• _À faire_:
1. Recopiez mot pour mot le passage de l'article sur le recul de la France au Maroc, en commençant à « Le chef d’Etat » et en terminant à « de ce dernier. ».
2. Poursuivez l'article sur la visite du président français au Maroc en reprenant juste après sa dernière phrase.

• _Extrait choisi_:
# # # # #

Bien que la France reste le premier partenaire économique du royaume, ce recul a suscité des craintes, mais rapidement atténuées à l’occasion du forum économique maroco-français, tenu jeudi à Rabat dans le cadre de la visite officielle de deux jours du chef de l’Etat français au Maroc sous le thème des « nouvelles coopération pour un partenariat durable ».
Le chef d’Etat français a donné deux raisons pour expliquer ce recul, avant d’appeler les entreprises françaises « intermédiaires » à venir s’implanter davantage au Maroc dans le but de rester en tête de liste des fournisseurs de ce dernier.
« Les Espagnols qui sont en crise ont cherché à prendre des marchés » dans une région limitrophe, sans oublier que des « Espagnols sont (même) venus s’installer au Maroc », a affirmé le chef de l’Etat français devant une assistance composée de 400 chefs d’entreprises du Maroc et de France.
Pour Français Hollande, la « deuxième explication » plausible à donner à cette perte de première place c’est que les entreprises françaises ont pensé que le marché marocain était acquis et « garanti » d’avance.

# # # # #

• _Extraits de données_:
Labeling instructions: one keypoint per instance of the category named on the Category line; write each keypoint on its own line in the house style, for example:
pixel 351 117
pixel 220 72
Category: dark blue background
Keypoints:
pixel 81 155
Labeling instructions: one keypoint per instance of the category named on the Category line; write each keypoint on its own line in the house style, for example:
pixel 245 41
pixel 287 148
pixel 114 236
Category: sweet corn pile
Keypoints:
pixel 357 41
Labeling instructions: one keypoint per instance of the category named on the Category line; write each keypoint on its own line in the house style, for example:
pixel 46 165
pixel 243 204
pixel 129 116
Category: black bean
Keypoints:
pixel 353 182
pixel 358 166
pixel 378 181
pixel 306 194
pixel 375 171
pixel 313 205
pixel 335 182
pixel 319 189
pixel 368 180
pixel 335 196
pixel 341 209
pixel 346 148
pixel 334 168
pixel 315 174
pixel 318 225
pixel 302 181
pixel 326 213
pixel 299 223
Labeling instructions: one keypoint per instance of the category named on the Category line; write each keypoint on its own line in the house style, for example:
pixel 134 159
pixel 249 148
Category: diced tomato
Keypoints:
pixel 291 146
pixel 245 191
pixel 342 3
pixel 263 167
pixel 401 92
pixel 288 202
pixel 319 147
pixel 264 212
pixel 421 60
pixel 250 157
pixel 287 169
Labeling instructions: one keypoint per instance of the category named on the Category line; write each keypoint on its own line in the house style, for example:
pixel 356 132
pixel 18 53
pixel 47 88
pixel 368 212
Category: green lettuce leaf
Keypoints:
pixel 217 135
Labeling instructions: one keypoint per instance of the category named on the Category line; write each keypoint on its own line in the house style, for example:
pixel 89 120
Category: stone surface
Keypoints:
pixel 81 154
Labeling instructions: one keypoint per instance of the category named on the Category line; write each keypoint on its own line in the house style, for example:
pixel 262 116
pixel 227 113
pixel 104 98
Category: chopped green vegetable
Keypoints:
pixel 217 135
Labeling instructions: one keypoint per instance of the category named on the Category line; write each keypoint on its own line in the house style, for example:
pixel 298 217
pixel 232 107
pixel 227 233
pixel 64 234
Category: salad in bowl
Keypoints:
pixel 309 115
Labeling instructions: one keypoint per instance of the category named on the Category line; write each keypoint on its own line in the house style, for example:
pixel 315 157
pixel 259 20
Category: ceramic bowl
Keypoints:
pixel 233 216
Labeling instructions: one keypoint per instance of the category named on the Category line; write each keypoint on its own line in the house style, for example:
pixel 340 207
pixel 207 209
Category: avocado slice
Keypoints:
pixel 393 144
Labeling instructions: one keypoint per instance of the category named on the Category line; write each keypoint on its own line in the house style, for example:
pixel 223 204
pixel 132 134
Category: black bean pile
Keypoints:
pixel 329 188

# # # # #

• _Réponses par tâche_:
1.
Le chef d’Etat français a donné deux raisons pour expliquer ce recul, avant d’appeler les entreprises françaises « intermédiaires » à venir s’implanter davantage au Maroc dans le but de rester en tête de liste des fournisseurs de ce dernier.

2.
« Même si les PME (petites et moyennes entreprises) sont installées au Maroc (elles) ne le sont pas suffisamment », a déclaré le président français lors de ce forum, économique, le 3ème en moins d’un an entre le Maroc et la France.
« Plus de PME, plus d’investissement, des colocalisations suivant le concept de gagnant/gagnant, et plus de formation de jeunes», tels sont les messages adressés par le président français aux hommes d’affaires des deux pays.
Pour l’année 2012, l’Espagne a ainsi ravi la place à la France avec 12,09% de part de marché contre 12,06 % pour Paris (13,9 en 2011). Cet écart de 0,3 points est resté au travers de la gorge des Français, massivement présents au Maroc avec 750 entreprises françaises, dont 36 des 40 entreprises du CAC 40, selon des chiffres officiels.
Les entreprises espagnoles, confrontées à une grave crise économique, ont œuvré activement à la conquête de nouveaux débouchés, notamment au Maroc. Aidées par un euro plus faible, les exportations ibériques dans le royaume ont progressé en 2012 de près de 29 %, pour s’établir à 5,3 milliards d’euros. Dans le même temps, les exportations françaises chutaient de 6,5 %, à 4,3 milliards d’euros.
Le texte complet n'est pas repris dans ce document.